**Requirement 1:** Write out the part of the passage on Nigeria's ruling-class and mass agendas that begins at the words "The said questions" and stops after "for Nigerian workers.", substituting "campaigns" for every "struggles".
**Requirement 2:** Continue the passage on Nigeria's ruling-class and mass agendas from the point where it stops.

**Extract to read:**
These are the questions that arose, and continue to flow, from the conflict of the agendas-the ruling-class agenda that worship private wealth and liquidate public patrimony one hand, and the mass agenda on the other. The questions underlie the war inside the ruling class and between the few rich who have taken our country to ransom, and the masses of the poor and other toilers across our country; the questions underlie the decay of public infrastructures, the collapse of public education, hospitals, roads etc., and the scandalous conditions of our peoples in the Niger Delta! The questions underlie the subversion of Nigeria's sovereignty which allows all sorts of minor functionaries of foreign powers like USA to issue condescending and audacious encyclicas about Nigeria's internal problems-problems which they helped actively to generate in the first place. These questions have been raised by many generations of nationalists and generations of toilers and their allies like Saad Zungur, Mokwugo. Okoye, Alao Aka-Bashorun, Raji Abdallah, Abubakar Zukogi, Bala Usman, Ola Oni, Michael Imuodu, Gani Fawehinmi, Gambo Sawaba, Mahmud Tukur, Adegboro, Chima Ubani, Kola Gbodi etc, to mention those who have passed on.
The said questions underscored the agenda for the struggles of the Nigerian working people whether during the Political Debates of 1986, the so-called IMF Debates of 1985/86, the anti-SAP struggles of the 1980s, the anti-military struggles of the 1980s and 1990s the anti-deregulation struggles of the last ten years and the current struggle of the Nigerian labour movement for decent living wage for Nigerian workers.

**Dataset excerpts:**
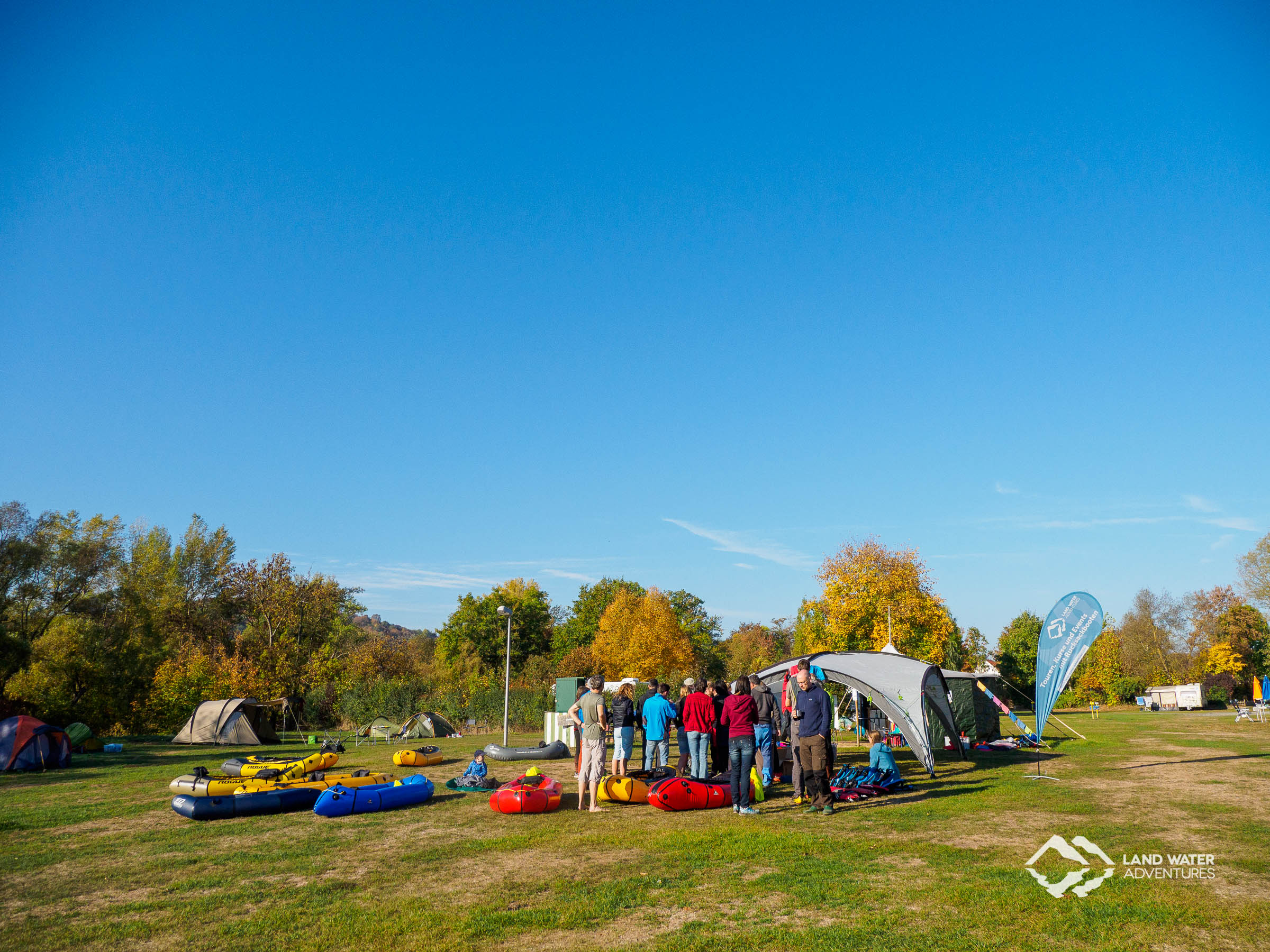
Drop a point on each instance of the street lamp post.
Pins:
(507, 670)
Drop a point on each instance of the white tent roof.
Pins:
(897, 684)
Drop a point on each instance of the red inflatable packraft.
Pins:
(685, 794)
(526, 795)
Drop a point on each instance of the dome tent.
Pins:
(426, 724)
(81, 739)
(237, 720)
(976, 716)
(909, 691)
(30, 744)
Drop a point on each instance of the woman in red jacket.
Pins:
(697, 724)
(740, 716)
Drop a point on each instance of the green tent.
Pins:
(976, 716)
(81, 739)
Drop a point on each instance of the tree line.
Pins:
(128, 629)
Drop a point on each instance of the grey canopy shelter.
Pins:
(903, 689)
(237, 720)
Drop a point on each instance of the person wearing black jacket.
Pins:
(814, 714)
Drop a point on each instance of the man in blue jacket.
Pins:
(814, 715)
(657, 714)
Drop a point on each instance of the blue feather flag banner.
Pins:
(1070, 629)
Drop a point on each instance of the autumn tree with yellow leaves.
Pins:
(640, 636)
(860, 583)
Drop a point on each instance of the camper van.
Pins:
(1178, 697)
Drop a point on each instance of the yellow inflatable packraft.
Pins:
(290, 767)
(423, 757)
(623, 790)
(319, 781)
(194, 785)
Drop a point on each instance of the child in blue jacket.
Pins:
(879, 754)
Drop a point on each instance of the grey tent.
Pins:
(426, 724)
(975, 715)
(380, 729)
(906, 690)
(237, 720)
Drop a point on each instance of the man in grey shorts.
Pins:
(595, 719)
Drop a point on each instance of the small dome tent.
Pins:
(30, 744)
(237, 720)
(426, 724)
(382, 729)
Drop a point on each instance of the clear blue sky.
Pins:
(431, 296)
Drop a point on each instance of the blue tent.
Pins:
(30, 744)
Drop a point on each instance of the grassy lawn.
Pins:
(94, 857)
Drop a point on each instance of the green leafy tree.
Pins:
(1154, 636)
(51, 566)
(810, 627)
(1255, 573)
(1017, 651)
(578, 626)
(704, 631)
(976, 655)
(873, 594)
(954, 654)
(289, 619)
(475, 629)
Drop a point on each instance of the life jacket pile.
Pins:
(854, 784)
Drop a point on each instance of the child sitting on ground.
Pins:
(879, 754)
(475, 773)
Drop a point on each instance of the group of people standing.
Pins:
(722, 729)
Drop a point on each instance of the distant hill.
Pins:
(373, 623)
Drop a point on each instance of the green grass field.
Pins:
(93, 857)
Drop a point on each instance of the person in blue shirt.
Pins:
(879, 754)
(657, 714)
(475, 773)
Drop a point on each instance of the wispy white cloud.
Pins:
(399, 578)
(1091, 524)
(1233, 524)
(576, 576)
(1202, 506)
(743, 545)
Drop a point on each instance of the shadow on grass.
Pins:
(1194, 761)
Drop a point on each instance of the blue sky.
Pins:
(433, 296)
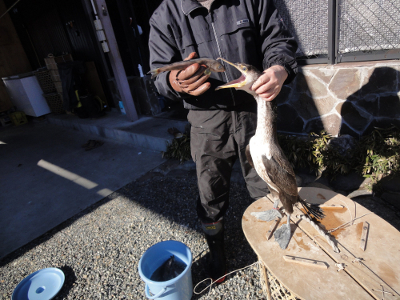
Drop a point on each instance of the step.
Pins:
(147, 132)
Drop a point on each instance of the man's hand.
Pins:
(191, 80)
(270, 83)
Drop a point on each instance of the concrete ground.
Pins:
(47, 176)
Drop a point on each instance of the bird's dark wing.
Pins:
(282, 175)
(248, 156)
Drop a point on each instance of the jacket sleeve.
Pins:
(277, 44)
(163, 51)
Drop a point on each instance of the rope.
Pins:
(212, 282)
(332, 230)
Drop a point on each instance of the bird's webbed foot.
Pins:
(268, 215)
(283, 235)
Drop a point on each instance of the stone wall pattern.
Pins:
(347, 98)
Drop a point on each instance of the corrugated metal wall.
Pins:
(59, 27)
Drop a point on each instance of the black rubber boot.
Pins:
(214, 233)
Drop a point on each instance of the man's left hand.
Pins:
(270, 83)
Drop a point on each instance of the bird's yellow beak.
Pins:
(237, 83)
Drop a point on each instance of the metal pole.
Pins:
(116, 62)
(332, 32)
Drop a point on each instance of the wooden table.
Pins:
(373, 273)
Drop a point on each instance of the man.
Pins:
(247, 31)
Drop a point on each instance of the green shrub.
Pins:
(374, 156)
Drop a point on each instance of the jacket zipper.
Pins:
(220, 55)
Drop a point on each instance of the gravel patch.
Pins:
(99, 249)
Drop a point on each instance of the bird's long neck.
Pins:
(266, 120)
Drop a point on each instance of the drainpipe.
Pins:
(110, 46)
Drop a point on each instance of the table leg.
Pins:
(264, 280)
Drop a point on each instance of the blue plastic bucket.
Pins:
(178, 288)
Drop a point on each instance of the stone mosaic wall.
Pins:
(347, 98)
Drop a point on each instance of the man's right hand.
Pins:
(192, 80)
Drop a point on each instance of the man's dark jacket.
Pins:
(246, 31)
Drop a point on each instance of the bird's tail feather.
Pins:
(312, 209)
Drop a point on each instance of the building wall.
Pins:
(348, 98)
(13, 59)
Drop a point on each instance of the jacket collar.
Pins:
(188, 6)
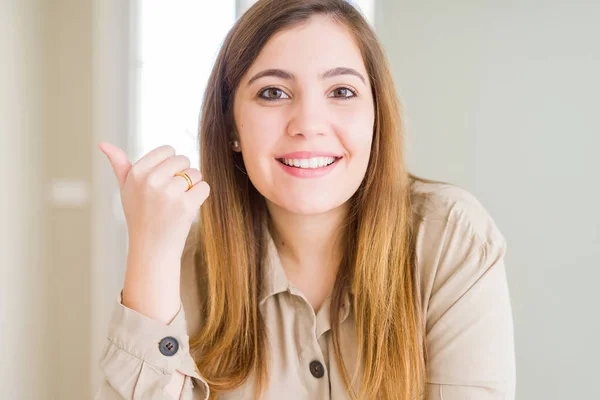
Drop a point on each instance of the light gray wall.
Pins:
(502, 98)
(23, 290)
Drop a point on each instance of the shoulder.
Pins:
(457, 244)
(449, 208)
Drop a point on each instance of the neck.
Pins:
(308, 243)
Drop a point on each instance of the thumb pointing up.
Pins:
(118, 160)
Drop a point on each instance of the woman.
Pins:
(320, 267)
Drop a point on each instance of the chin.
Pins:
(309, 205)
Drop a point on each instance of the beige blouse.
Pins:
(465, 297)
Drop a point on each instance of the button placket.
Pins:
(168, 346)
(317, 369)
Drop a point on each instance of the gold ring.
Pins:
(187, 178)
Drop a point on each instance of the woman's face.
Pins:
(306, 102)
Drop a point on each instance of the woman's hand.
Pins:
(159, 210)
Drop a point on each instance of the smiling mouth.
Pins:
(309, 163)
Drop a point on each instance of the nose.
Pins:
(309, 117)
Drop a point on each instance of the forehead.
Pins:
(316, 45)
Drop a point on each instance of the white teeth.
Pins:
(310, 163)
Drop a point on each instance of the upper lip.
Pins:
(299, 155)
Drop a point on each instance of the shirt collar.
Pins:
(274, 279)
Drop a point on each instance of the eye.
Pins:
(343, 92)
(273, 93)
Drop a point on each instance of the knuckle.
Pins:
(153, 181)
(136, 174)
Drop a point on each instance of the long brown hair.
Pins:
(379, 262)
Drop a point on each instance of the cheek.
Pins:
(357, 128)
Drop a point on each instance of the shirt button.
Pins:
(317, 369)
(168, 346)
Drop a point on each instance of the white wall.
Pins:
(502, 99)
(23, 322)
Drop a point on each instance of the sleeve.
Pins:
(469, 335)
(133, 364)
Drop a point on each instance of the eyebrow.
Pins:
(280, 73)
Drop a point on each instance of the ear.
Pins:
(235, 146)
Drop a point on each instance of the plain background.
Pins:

**Task output 1:**
The said questions underscored the agenda for the campaigns of the Nigerian working people whether during the Political Debates of 1986, the so-called IMF Debates of 1985/86, the anti-SAP campaigns of the 1980s, the anti-military campaigns of the 1980s and 1990s the anti-deregulation campaigns of the last ten years and the current struggle of the Nigerian labour movement for decent living wage for Nigerian workers.

**Task output 2:**
What Nigeria's toiling people and their allies are then called upon to do is to strategically re-instate their own independent platform and agenda while keeping studied watch on, and tactically intervening in the unending contradictions which the private accumulation agenda of Nigeria's ruling class and its multiplicity of factions are bound to continually engender and deepen. Failing this, Nigeria's toiling people will continued to be mobilised behind various factions of the ruling class--the class that, along with global ruling circles, continue to assure the prostrate position of the toilers of the world and to frustrate their struggles and those of their allies. That is why in spite of sprawling and money-guzzling bureaucracies and slogans such as "transparency", "due process", "rule of law", they continue to immerse our country in more and more alarming scams, corruption and electoral violence. The agenda of the ruling class and their foreign collaborators will allow neither peace nor peaceful changes. Only the agenda of Nigeria's toilers can guarantee both!